DOCUMENT PASSAGE =
— start —

With these insights and framework, Rachel founded Mississippi First, a nonprofit with a mission to champion transformative policy solutions that would boost Mississippi’s standing from last in education nationally to first. Over the past 13 years, Mississippi First has worked tirelessly to lead change through policy. In 2013, the Early Learning Collaborative Act and the Mississippi Charter Schools Act were passed with the efforts and advocacy from Mississippi First. These successes did not happen overnight. It took the Mississippi First team time and tenacity to advocate for the passage of these laws.
As with most successful organizations, Rachel and the Mississippi team have faced occasional setbacks from both internal and external stakeholders. With internal governance, Rachel points out, “When we talk about leadership, we neglect to talk about [school boards]. A board that supports you is necessary for the leadership to do their job. I had to learn this the hard way, but we made it through and we're stronger than we've ever been.”
Mississippi First has also experienced twists and turns in advocating for policy implementation, which depends on who is in office. “That’s why we have a lens beyond policy and into implementation. We don’t stop with the governor’s signature. We have seen great ideas go nowhere because there is no leadership on the implementation side.” But each setback has provided instrumental lessons. As Mississippi First pushed past its challenges to secure legislative wins, “it gave us a voice that people sat up to listen to.”
Today, Mississippi First serves as a leading voice in the state for standards and accountability. As one measure of its success, education appropriations today are five times what they were at the time of its founding.
Based on her experience both in nonprofit and education, Rachel offers the following lessons for others, whether they work in education or in other endeavors:
- Change takes time, so sustain the people who are making the change. “Too often leaders wash out in nonprofit organizations because the work is hard. It’s demanding for a changemaker to do the work for a long time. So, take care of your people and yourself.”

— end —

STORED ROWS =
— start —

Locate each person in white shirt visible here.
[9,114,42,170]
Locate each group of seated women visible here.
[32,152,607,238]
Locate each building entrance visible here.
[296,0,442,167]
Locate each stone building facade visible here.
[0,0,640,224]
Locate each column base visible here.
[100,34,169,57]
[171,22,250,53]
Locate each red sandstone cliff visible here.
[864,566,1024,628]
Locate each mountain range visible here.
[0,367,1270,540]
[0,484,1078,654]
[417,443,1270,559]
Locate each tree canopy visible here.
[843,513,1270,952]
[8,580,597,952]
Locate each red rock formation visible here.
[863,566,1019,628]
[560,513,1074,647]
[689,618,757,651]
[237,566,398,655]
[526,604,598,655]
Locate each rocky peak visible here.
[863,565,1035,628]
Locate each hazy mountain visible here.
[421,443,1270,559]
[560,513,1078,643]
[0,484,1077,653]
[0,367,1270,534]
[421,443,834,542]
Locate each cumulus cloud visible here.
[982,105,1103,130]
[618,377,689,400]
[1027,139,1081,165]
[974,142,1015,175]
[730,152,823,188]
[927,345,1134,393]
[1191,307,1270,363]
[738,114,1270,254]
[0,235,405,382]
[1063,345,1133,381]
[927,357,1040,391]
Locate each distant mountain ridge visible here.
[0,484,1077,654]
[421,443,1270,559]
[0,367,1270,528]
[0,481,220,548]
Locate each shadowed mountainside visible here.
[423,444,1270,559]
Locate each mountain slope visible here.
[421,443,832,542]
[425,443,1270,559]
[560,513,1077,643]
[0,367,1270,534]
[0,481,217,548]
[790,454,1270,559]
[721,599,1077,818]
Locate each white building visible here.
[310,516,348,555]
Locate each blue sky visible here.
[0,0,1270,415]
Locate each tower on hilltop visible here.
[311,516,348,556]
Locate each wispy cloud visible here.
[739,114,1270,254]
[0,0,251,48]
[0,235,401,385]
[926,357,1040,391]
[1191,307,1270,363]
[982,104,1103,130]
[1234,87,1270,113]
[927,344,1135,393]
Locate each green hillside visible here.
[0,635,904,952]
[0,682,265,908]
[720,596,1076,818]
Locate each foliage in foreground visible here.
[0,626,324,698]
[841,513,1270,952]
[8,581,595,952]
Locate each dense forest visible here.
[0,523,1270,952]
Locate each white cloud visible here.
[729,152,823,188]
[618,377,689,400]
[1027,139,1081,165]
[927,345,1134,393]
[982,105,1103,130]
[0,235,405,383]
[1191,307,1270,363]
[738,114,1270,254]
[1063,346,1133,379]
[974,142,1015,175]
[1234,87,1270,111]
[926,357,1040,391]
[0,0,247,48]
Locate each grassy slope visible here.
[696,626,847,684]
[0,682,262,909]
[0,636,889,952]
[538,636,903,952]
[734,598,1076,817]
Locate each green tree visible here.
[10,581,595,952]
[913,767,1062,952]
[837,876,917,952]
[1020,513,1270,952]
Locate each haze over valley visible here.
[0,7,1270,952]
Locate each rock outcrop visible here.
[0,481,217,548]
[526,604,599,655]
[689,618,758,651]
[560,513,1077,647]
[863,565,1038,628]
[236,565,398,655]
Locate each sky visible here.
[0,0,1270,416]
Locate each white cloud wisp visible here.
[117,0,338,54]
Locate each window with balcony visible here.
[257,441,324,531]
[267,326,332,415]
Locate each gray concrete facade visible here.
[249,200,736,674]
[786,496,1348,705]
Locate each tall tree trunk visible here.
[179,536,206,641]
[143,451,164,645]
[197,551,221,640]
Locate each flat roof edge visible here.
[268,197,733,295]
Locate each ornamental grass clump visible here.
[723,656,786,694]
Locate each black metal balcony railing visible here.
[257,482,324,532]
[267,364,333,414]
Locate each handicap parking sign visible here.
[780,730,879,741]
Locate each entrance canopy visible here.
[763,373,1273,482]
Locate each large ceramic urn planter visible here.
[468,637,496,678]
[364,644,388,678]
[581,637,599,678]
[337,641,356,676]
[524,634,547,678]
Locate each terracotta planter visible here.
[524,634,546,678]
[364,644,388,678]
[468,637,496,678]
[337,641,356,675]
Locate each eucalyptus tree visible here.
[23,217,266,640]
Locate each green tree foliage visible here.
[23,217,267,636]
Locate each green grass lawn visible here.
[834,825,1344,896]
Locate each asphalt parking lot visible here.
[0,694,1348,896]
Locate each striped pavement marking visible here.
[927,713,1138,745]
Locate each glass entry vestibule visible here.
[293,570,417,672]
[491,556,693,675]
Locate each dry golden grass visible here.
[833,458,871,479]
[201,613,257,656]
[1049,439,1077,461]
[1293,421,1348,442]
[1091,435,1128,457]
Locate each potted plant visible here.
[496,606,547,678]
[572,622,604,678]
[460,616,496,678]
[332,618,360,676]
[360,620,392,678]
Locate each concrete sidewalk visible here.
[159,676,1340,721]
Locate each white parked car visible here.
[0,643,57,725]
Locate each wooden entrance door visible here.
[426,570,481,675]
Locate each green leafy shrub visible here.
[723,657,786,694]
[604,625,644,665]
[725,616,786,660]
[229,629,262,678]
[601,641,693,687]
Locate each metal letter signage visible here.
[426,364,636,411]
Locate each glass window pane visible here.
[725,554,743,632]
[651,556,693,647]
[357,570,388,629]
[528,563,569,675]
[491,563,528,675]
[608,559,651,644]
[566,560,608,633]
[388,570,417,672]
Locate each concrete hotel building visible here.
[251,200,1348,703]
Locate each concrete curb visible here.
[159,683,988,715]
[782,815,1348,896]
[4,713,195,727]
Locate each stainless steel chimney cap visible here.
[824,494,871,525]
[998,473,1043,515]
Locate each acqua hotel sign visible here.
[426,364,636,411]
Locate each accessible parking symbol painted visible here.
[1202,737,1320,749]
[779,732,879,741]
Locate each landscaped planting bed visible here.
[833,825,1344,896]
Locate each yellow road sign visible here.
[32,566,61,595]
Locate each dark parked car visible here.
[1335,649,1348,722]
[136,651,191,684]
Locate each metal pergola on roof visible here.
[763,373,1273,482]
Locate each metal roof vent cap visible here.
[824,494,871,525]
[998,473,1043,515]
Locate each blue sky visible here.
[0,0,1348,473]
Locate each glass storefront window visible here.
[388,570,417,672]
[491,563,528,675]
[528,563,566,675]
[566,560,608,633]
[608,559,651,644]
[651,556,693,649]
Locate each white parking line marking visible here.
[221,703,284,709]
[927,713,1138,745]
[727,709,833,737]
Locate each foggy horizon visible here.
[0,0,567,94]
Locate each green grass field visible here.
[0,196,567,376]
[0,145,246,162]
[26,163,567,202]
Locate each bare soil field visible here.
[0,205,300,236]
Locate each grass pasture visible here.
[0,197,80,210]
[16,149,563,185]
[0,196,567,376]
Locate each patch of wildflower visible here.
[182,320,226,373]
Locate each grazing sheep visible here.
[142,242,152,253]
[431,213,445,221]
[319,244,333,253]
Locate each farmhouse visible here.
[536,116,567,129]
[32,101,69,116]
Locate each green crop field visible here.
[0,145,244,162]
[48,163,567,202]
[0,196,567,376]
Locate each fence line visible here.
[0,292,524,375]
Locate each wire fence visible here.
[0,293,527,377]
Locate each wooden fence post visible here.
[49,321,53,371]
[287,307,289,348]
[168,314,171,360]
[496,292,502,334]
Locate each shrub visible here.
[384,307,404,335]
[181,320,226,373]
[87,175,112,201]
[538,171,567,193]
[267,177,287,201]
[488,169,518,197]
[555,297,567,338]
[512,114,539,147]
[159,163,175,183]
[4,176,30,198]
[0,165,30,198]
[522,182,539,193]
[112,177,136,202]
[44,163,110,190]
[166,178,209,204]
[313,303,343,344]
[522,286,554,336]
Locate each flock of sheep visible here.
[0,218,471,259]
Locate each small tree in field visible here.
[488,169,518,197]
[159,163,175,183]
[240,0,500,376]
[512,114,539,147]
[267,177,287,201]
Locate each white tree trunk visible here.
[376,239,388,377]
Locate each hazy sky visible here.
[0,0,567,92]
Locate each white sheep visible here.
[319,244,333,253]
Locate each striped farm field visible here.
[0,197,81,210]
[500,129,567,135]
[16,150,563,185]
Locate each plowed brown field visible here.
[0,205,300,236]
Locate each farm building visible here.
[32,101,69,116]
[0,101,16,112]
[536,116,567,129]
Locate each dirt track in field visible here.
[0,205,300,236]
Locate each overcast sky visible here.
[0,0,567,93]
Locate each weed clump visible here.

— end —

EXERCISES TO COMPLETE =
a) In the Mississippi First passage, what year did the Early Learning Collaborative Act and the Mississippi Charter Schools Act pass?
b) Name every law or organization that the Mississippi First passage gives by its official title.
c) Carry on the Mississippi First passage from its last sentence.
The lines above are separate material, apart from the Mississippi First passage.

EXERCISE RESULTS =
a) 2013

b)
- Mississippi First
- Early Learning Collaborative Act
- Mississippi Charter Schools Act

c)
- Don’t be seduced by charisma. “People can easily be seduced by people who have charisma, but I will take hustle over charisma any day. There’s a lot of work that is not sexy but needs to happen and while charismatic leaders can move people and make them feel good, if you don’t have the execution or hustle, nothing will get done. We need to be less seduced by those who look like leaders.”
- Persist through failure. “Often the path to success is failure after failure after failure. It’s hard to see where the failure is taking you. And when you reach success, people only see the success but don’t forget that there is usually a path of failure. There have been many times where if our organization had not kept going, we would not have gotten the win. And while at times it may be that we need a better strategy or resources, but more often it’s perseverance that we need.”
As a state-based organization, Mississippi First is focused on scaling in depth and capacity in the context of the state—not beyond it. As the organization continues to build its influence in the state, Rachel and her team intend to maintain their original focus on making Mississippi first.